▶ **引文节选**
>>>

四、阶段三:分镜绘制(Storyboard)

4.1 图像生成策略

class StoryboardGenerator:
    def __init__(self, provider: str = "flux"):
        self.provider = provider

    def generate_frame(self, visual_desc: str, scene_id: int,
                       style_prompt: str = "", quality: str = "2k") -> str:
        """生成单帧分镜图片"""

        # 组合完整 prompt
        full_prompt = f"{visual_desc}. {style_prompt}"

        if self.provider == "flux":
            return self._generate_flux(full_prompt, scene_id, quality)
        elif self.provider == "imagen":
            return self._generate_imagen(full_prompt, scene_id, quality)

    def _generate_flux(self, prompt: str, scene_id: int, quality: str) -> str:
        # Flux API 调用
        size = "1920x1080" if quality == "2k" else "3840x2160"
        response = requests.post(
            "https://api.siliconflow.cn/v1/images/generations",
            headers={"Authorization": f"Bearer {SILICON_FLOW_KEY}"},
            json={
                "model": "black-forest-labs/FLUX.1-schnell",
                "prompt": prompt,
                "image_size": size,
                "num_inference_steps": 20
            }
        )
        image_url = response.json()["images"][0]["url"]
        # 下载并保存
        output_path = f"storyboard/frame_{scene_id:02d}.png"
        download_image(image_url, output_path)
        return output_path

    def generate_all_frames(self, scenes: list[dict],
                            style: str = "cinematic, high quality",
                            concurrency: int = 3) -> list[dict]:
        """并发生成所有分镜帧"""
        import concurrent.futures

        results = []
        with concurrent.futures.ThreadPoolExecutor(max_workers=concurrency) as executor:
            futures = {
                executor.submit(
                    self.generate_frame,
                    scene["visual_description"],
                    scene["scene_id"],
                    style
                ): scene for scene in scenes
            }
            for future in concurrent.futures.as_completed(futures):
                scene = futures[future]
                frame_path = future.result()
                results.append({
                    "scene_id": scene["scene_id"],
                    "frame_path": frame_path
                })

        return sorted(results, key=lambda x: x["scene_id"])

<<<

▶ **练习要求**
1. 请抄录分镜绘制一节中从“# 组合完整 prompt”起、到“self._generate_flux(full_prompt, scene_id, quality)”为止（含这两处）的内容。
2. 请接着分镜绘制一节的最后一行往下续写。
下面列表中的内容出自另一处来源。

▶ **给定数据**
>>>

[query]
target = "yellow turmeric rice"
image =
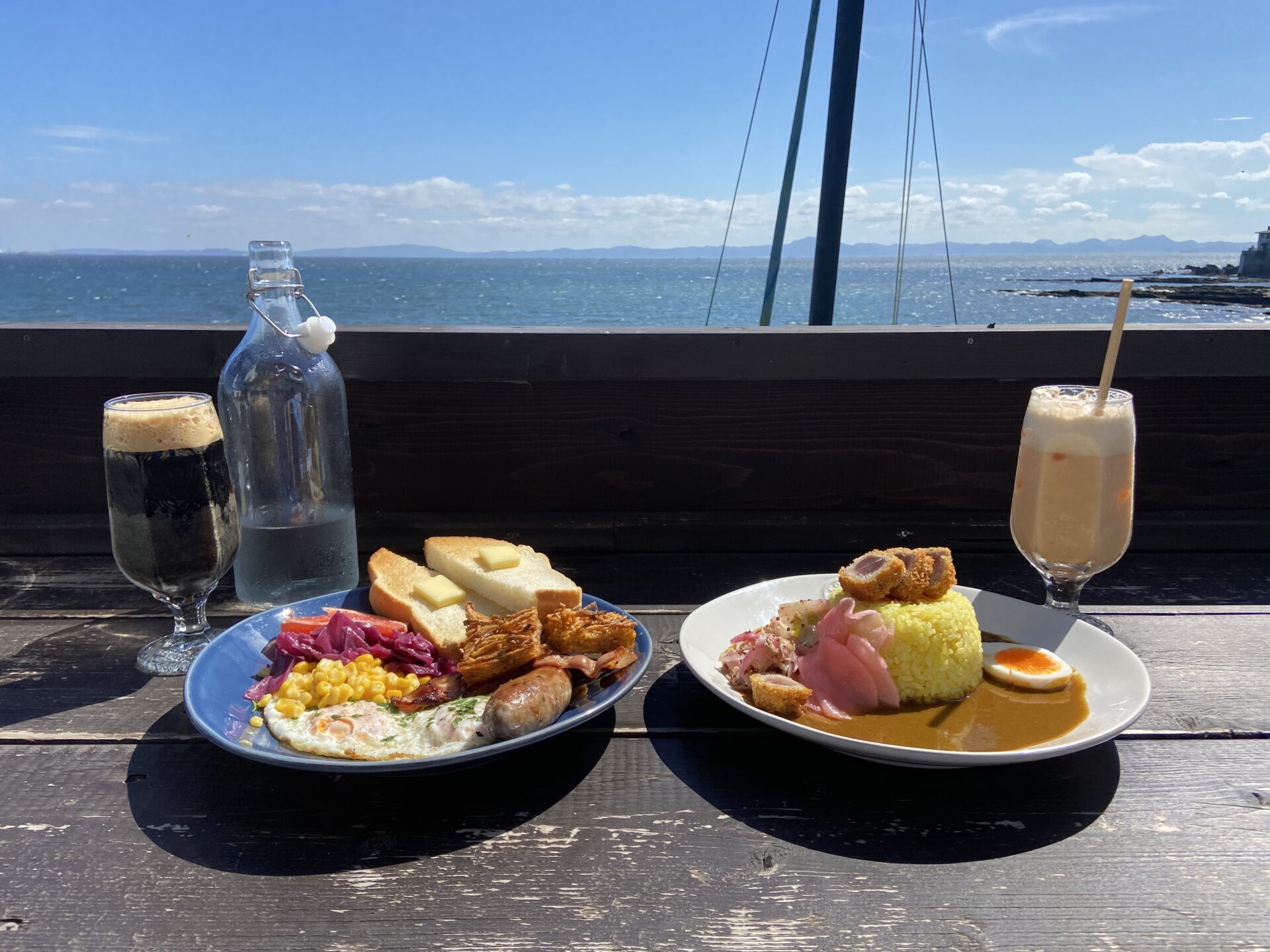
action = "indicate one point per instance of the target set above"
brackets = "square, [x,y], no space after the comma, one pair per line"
[937,653]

<<<

▶ **任务答案**
1.
# 组合完整 prompt
        full_prompt = f"{visual_desc}. {style_prompt}"

        if self.provider == "flux":
            return self._generate_flux(full_prompt, scene_id, quality)

2.
4.2 风格一致性保证

多帧之间的风格一致性是分镜环节的核心挑战:

STYLE_CONSISTENCY_PROMPT = """
Consistent visual style throughout: same color palette (warm earth tones),
same lighting direction (golden hour from left), same artistic style
(photorealistic cinematic), same camera characteristics (35mm film grain,
shallow depth of field). Maintain visual coherence across all frames.
"""

# 方法 1:全局风格前缀
def build_consistent_prompt(visual_desc: str, global_style: str) -> str:
    return f"{global_style}. {visual_desc}"

# 方法 2:使用 IP-Adapter(图像风格参考)
# 生成第一帧后,将其作为后续帧的风格参考

# 方法 3:LoRA 微调
# 对特定风格训练 LoRA,确保所有帧使用相同 LoRA

五、阶段四:视频合成(Render)

5.1 FFmpeg 合成管线

import subprocess
import json

class VideoRenderer:
    def __init__(self, fps: int = 30, resolution: str = "1920x1080"):
        self.fps = fps
        self.resolution = resolution

    def render_scene(self, frame_path: str, audio_path: str,
                     duration: float, output_path: str,
                     transition: str = "fade") -> str:
        """将单帧图片 + 音频合成为视频片段"""

        # Ken Burns 效果(图片缓慢缩放/平移,避免静态感)
        filter_complex = self._ken_burns_filter(duration)

        cmd = [
            "ffmpeg", "-y",
            "-loop", "1", "-i", frame_path,
            "-i", audio_path,
            "-filter_complex", filter_complex,
            "-c:v", "libx264", "-preset", "medium",
            "-c:a", "aac", "-b:a", "192k",
            "-t", str(duration),
            "-pix_fmt", "yuv420p",
            output_path
        ]
        subprocess.run(cmd, check=True, capture_output=True)
        return output_path

    def _ken_burns_filter(self, duration: float) -> str:
        """生成 Ken Burns(缓慢推进)效果的 FFmpeg filter"""
        # 从 100% 缓慢缩放到 110%,同时轻微平移
        zoom_speed = 0.001
        return (
            f"[0:v]scale=8000:-1,"
            f"zoompan=z='min(zoom+{zoom_speed},1.1)':"
            f"x='iw/2-(iw/zoom/2)':y='ih/2-(ih/zoom/2)':"
            f"d={int(duration * self.fps)}:s={self.resolution}:fps={self.fps}[v];"
            f"[v]format=yuv420p[outv]"
        )

    def add_subtitles(self, video_path: str, subtitles: list[dict],
                      output_path: str) -> str:
        """为视频添加字幕"""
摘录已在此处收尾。